* Leestekst:
Projectinformatie 'Een goede start voor de toekomst' van de regio Holland Rijnland Doelstellingen Naast meer deelnemers aan alfabetiseringscursussen gaat het in deze regionale aanpak om het ontwikkelen, in de praktijk testen en evalueren van nieuwe wervingsmethodieken in relatie tot het basisonderwijs. In dat verband streeft men naar structurele inbedding van het reguliere aanbod moedertaal (*) voor autochtone moeders in bredeschoolconcepten in de regio. Daarnaast krijgt het opzetten van een regionaal netwerk van ambassadeurs die een rol vervullen bij het benaderen van de doelgroep aparte aandacht, evenals deskundigheidsbevordering voor verwijzers en toeleiders en bewustwording van de problematiek van laaggeletterdheid bij werkgevers. (*) De gemeente Leiden is als voorloper van de alfabetiseringscampagne in Holland Rijnland begin 2005 samen met de betrokken schoolbegeleidingsdienst OnderwijsAdvies gestart met het pilotproject 'Moedertaal voor allemaal' gericht op autochtone vrouwen die beperkt kunnen lezen en schrijven. Een van de redenen hiervoor was een concrete vraag van een aantal Leidse Onderwijsvoorrang scholen waar reeds enkele jaren een dergelijk project bestond, maar dan gericht op allochtone moeders. Doel van het project is de vrouwen lesstof aan te bieden die aansluit bij hun rol als moeder/opvoeder. Te denken valt aan het lezen van een schoolnieuwsbrief, het schrijven van een briefje voor de juf en het lezen van een kinderboek. Betrokkenen De gemeente Leiden, het Gemeentelijk Samenwerkingsverband Holland Rijnland, ROC Leiden en ID College.

* Opdracht:
Geef bij elke uitspraak aan of die klopt met de projectbeschrijving, met ja of nee en de doorslaggevende woorden uit de tekst letterlijk geciteerd.
1. Het pilotproject 'Moedertaal voor allemaal' is begin 2005 in Leiden gestart.
2. Het pilotproject 'Moedertaal voor allemaal' was gericht op allochtone moeders.
3. ROC Leiden hoort bij de betrokkenen.
De regels hierna komen uit een andere bron.

* Gegevens:

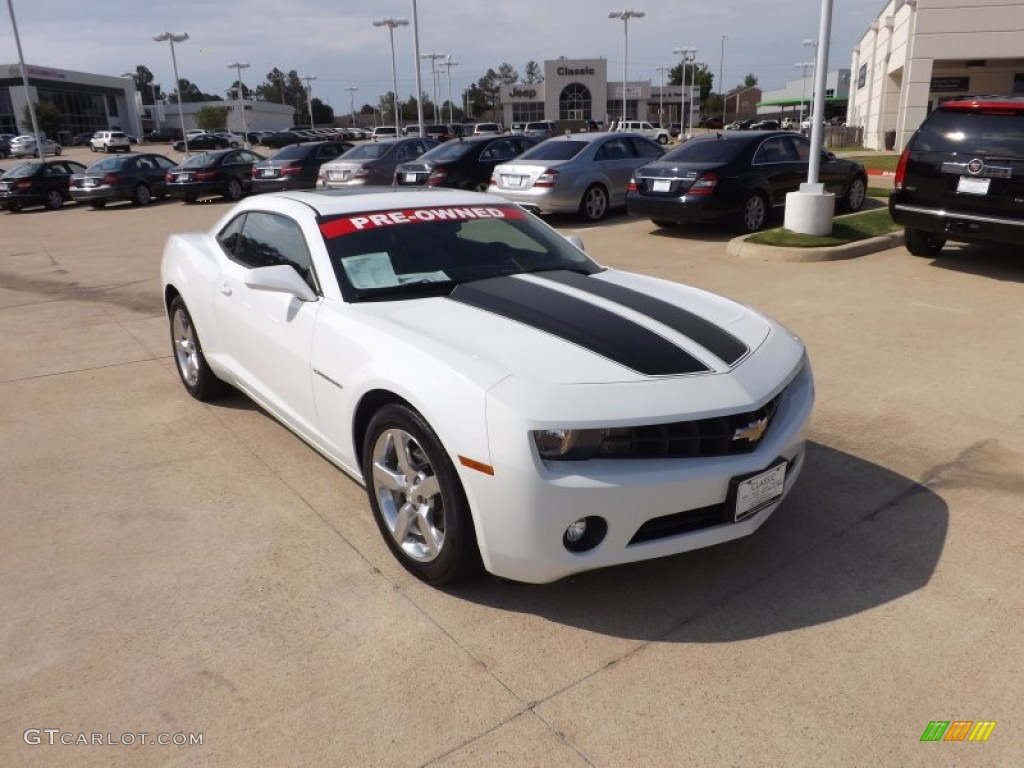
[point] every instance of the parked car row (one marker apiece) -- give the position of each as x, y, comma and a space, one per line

* Oplossing:
1. Ja: "De gemeente Leiden is als voorloper van de alfabetiseringscampagne in Holland Rijnland begin 2005 samen met de betrokken schoolbegeleidingsdienst OnderwijsAdvies gestart met het pilotproject 'Moedertaal voor allemaal'"
2. Nee: "gericht op autochtone vrouwen die beperkt kunnen lezen en schrijven"
3. Ja: "De gemeente Leiden, het Gemeentelijk Samenwerkingsverband Holland Rijnland, ROC Leiden en ID College."